▶ _Exercise_
Take the line that contains "Point to the red cloth." and each line after it in the material below, and transcribe them exactly, stopping at the end.
### Source records
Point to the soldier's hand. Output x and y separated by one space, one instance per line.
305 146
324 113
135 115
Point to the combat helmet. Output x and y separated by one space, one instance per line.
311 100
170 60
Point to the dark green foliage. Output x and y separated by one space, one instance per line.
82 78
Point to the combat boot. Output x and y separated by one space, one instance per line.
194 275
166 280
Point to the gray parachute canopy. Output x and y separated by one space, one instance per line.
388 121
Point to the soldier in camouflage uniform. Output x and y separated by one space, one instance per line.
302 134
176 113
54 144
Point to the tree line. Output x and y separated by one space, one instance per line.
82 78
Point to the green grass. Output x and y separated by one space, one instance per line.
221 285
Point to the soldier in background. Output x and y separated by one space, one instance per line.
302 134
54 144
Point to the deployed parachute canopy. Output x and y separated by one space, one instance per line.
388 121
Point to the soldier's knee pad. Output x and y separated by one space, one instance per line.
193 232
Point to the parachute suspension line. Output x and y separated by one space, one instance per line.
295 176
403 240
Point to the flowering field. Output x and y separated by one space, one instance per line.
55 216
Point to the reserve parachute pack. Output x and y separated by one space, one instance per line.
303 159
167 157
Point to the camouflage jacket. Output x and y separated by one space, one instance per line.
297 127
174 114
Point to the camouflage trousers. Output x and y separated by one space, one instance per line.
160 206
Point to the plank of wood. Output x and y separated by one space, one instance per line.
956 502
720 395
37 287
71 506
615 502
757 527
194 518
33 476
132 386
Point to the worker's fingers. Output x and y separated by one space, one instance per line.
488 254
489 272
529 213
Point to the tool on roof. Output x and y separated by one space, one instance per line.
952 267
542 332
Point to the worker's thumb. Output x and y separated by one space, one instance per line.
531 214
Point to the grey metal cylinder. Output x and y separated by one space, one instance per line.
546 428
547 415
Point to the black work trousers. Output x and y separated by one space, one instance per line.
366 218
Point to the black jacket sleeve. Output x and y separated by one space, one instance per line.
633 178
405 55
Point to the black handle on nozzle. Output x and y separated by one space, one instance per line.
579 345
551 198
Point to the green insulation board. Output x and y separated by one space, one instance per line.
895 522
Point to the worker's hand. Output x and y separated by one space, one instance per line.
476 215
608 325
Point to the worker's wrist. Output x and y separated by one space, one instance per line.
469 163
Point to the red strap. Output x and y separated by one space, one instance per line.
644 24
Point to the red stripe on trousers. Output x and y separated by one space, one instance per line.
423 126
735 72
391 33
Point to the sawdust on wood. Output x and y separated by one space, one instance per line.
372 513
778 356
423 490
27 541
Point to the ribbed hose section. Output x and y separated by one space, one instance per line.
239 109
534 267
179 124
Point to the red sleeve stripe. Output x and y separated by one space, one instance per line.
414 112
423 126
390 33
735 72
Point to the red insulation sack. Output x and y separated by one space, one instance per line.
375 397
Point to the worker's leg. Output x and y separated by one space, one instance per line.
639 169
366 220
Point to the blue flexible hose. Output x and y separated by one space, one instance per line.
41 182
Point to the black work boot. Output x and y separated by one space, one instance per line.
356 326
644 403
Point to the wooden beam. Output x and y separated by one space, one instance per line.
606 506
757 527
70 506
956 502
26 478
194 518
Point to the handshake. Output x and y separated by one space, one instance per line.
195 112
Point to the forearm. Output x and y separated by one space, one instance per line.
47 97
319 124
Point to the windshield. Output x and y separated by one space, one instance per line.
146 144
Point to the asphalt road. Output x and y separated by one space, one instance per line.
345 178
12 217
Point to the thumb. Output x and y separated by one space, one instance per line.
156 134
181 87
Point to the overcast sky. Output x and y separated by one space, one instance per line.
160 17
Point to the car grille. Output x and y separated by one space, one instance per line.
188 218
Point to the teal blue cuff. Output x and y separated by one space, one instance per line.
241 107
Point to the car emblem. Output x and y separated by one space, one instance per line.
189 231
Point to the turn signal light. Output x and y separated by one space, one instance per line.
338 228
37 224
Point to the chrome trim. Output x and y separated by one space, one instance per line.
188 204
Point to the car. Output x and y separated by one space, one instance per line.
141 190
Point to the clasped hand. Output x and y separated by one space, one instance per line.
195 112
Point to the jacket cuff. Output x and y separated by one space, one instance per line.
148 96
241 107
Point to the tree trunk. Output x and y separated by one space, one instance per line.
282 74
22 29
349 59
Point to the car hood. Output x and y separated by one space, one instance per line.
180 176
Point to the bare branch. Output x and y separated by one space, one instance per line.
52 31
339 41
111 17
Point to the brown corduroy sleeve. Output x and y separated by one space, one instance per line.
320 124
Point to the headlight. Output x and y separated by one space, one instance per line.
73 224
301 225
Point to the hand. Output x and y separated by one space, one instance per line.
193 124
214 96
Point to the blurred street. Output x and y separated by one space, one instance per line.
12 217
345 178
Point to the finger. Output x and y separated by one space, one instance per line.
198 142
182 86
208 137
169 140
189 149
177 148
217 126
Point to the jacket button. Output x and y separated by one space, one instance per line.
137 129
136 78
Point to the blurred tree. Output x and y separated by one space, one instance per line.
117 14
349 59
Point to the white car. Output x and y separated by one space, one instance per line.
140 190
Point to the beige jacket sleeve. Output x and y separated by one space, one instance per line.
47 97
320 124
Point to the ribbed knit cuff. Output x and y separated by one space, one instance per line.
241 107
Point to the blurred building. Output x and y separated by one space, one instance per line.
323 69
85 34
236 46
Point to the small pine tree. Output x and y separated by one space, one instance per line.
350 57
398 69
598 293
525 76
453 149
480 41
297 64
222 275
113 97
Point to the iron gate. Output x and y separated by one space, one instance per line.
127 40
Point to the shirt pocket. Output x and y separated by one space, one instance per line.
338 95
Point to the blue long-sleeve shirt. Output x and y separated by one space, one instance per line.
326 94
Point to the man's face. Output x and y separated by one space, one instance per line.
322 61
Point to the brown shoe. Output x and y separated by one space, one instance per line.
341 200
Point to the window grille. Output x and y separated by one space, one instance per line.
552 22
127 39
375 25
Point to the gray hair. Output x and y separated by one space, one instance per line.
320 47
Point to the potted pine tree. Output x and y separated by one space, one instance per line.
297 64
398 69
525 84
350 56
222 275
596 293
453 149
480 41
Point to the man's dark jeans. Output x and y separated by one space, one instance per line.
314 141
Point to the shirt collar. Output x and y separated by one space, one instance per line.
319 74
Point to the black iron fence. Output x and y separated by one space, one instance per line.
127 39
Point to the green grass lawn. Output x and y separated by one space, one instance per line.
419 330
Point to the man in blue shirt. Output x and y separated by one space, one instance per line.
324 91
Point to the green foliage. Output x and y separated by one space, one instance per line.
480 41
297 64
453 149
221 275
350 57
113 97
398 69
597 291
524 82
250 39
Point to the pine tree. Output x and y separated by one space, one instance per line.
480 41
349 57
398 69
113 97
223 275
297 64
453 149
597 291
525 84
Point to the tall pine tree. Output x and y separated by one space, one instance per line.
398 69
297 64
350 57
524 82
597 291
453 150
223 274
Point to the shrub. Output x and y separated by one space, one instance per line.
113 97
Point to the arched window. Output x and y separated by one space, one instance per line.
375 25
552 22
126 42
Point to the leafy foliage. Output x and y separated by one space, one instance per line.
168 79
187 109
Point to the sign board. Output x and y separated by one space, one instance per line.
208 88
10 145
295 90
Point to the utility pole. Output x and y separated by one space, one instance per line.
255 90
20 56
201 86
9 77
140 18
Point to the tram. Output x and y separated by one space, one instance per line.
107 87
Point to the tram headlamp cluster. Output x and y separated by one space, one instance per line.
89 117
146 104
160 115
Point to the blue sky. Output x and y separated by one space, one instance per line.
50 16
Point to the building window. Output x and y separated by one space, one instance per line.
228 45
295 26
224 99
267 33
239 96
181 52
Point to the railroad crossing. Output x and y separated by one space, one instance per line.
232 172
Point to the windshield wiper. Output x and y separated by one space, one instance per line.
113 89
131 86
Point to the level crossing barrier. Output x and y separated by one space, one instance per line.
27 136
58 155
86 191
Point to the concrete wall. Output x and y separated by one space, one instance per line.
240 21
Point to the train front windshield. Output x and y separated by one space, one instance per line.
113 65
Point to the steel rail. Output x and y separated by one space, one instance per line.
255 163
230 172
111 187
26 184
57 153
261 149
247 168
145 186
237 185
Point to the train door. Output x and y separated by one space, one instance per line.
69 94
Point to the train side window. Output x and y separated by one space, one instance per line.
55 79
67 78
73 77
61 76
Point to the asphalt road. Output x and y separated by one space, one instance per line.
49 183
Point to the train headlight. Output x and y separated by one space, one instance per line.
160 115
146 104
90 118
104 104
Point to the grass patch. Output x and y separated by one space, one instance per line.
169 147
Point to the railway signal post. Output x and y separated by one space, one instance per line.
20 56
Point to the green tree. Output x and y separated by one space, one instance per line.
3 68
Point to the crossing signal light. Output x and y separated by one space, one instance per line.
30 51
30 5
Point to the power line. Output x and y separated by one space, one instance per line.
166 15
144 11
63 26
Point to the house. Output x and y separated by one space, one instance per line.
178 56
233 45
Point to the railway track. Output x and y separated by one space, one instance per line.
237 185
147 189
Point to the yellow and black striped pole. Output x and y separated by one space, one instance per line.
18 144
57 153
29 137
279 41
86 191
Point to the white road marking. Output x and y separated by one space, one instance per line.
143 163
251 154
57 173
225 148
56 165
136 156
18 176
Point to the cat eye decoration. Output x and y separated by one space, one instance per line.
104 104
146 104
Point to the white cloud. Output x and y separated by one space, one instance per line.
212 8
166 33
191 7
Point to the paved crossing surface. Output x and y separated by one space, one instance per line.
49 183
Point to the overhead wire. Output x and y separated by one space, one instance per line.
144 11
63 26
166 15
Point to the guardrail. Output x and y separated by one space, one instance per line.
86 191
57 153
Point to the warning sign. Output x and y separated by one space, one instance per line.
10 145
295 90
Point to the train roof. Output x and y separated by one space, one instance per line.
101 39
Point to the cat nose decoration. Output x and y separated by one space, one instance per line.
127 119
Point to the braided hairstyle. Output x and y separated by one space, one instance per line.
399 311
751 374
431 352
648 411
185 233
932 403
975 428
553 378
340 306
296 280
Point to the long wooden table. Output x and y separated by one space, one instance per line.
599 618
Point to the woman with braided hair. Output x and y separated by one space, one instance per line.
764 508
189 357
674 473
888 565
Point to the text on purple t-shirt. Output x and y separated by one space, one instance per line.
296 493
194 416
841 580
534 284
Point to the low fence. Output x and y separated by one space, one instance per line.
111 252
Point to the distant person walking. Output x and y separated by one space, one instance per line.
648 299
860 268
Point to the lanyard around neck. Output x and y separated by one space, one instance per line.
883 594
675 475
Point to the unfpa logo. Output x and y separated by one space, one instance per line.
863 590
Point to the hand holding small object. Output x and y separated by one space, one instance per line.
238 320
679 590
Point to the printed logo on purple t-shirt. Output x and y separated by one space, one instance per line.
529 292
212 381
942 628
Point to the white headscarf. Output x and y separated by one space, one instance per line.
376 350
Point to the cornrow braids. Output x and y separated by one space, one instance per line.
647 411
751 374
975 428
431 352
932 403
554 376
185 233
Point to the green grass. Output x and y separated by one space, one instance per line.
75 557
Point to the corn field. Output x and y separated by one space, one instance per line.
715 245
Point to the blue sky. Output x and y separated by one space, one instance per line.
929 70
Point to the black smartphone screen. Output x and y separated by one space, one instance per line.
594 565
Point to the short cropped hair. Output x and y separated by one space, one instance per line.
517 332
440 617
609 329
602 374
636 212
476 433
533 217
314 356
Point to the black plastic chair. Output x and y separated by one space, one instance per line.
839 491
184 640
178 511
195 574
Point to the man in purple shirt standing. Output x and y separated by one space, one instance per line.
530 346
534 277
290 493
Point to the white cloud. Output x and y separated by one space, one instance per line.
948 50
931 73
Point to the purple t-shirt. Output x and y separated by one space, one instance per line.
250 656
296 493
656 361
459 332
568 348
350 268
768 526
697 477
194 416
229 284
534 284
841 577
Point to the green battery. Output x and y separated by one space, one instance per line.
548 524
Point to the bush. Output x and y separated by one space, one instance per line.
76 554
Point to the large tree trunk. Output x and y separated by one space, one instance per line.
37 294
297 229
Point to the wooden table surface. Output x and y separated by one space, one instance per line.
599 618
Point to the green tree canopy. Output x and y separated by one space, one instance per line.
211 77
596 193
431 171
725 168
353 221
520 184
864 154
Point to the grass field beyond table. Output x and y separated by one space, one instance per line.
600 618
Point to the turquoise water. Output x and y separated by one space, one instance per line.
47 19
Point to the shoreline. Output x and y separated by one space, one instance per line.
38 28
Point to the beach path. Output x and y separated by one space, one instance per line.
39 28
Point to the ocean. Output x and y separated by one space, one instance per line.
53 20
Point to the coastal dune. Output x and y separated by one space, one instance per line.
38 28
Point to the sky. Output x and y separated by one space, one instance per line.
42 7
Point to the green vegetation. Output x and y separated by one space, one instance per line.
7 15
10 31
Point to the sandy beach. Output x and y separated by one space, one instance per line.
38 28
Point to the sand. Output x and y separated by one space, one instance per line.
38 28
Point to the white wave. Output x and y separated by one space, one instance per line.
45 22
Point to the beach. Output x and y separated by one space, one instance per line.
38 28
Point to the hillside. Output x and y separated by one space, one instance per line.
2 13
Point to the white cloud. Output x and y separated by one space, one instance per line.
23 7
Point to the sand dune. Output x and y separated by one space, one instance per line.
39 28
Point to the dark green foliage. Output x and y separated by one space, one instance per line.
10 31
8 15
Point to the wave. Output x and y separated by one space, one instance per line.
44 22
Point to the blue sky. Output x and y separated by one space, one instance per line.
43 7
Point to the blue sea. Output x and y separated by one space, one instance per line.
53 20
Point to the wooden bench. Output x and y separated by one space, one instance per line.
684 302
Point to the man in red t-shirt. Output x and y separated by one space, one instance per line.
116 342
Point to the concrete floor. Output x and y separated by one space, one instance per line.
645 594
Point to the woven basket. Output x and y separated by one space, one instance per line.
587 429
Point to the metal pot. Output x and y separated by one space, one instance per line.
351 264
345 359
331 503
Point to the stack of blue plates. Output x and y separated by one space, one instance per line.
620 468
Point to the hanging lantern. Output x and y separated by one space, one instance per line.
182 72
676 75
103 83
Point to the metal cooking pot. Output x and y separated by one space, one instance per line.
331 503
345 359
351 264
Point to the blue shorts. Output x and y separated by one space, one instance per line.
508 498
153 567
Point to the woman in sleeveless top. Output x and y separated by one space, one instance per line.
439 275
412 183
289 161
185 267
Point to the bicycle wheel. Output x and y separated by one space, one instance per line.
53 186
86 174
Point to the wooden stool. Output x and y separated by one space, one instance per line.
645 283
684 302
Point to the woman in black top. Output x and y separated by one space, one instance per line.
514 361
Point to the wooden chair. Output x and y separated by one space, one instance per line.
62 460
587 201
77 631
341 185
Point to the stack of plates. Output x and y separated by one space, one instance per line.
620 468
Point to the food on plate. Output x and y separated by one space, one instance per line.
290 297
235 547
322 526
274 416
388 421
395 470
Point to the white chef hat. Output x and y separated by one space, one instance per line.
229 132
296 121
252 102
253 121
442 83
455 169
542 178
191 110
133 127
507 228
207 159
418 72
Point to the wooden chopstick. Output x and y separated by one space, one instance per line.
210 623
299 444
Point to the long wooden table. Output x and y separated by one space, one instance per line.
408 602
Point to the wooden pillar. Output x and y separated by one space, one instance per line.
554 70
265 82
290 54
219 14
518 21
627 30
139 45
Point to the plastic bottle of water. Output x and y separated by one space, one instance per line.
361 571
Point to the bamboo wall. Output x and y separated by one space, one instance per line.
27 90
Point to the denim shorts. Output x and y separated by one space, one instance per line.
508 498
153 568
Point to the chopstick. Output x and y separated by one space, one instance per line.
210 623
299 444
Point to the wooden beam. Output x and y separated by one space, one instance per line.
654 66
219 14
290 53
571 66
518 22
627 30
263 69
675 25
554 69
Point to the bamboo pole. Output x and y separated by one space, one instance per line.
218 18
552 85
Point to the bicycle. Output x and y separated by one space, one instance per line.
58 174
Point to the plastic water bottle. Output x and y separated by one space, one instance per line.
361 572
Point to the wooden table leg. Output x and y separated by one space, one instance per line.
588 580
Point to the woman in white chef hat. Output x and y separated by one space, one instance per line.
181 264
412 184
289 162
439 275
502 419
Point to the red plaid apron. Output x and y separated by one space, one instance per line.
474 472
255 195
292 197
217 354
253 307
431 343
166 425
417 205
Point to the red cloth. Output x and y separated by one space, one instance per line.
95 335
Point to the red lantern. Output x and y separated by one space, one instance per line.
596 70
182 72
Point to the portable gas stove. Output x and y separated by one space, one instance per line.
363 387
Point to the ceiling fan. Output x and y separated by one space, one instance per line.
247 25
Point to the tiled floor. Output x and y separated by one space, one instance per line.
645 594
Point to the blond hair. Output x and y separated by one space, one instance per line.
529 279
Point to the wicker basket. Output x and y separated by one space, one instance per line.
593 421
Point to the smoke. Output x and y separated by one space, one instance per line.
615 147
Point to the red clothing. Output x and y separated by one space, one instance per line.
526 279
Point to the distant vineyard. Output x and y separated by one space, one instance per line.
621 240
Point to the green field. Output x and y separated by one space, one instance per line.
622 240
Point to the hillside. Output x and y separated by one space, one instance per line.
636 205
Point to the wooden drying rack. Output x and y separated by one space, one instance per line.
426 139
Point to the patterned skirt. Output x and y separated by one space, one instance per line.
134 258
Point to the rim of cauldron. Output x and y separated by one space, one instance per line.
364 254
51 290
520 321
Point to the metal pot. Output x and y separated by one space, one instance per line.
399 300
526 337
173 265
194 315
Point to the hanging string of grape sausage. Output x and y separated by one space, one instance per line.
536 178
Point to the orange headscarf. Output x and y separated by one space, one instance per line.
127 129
######
▶ _Result for this exercise_
Point to the red cloth. Output x and y separated by one space, one instance per line.
95 335
Point to the red lantern. Output x and y separated by one space, one instance per line.
596 70
182 72
Point to the portable gas stove. Output x and y separated by one space, one instance per line.
363 387
Point to the ceiling fan. Output x and y separated by one space, one instance per line.
247 25
Point to the tiled floor. Output x and y separated by one space, one instance per line.
645 594
Point to the blond hair. Output x and y separated by one space, one instance per line.
529 279
Point to the wicker basket. Output x and y separated by one space, one instance per line.
593 421
Point to the smoke. Output x and y separated by one space, one instance per line.
615 147
Point to the red clothing. Output x and y separated by one space, one instance per line.
526 279
Point to the distant vineyard. Output x and y separated by one space, one instance per line.
621 240
Point to the green field. Output x and y separated by one space, one instance per line.
622 240
Point to the hillside. Output x and y separated by one space, one instance per line.
636 205
Point to the wooden drying rack. Output x and y separated by one space, one instance per line.
426 139
Point to the patterned skirt. Output x and y separated by one space, one instance per line.
134 258
Point to the rim of cauldron. Output x and y separated by one space, one instance per line.
364 254
51 290
520 321
Point to the metal pot. Output x and y separated by one space, one instance per line.
399 300
526 337
173 265
194 315
Point to the hanging string of grape sausage. Output x and y separated by one space, one instance per line.
536 178
Point to the orange headscarf. Output x and y separated by one space, one instance per line.
127 129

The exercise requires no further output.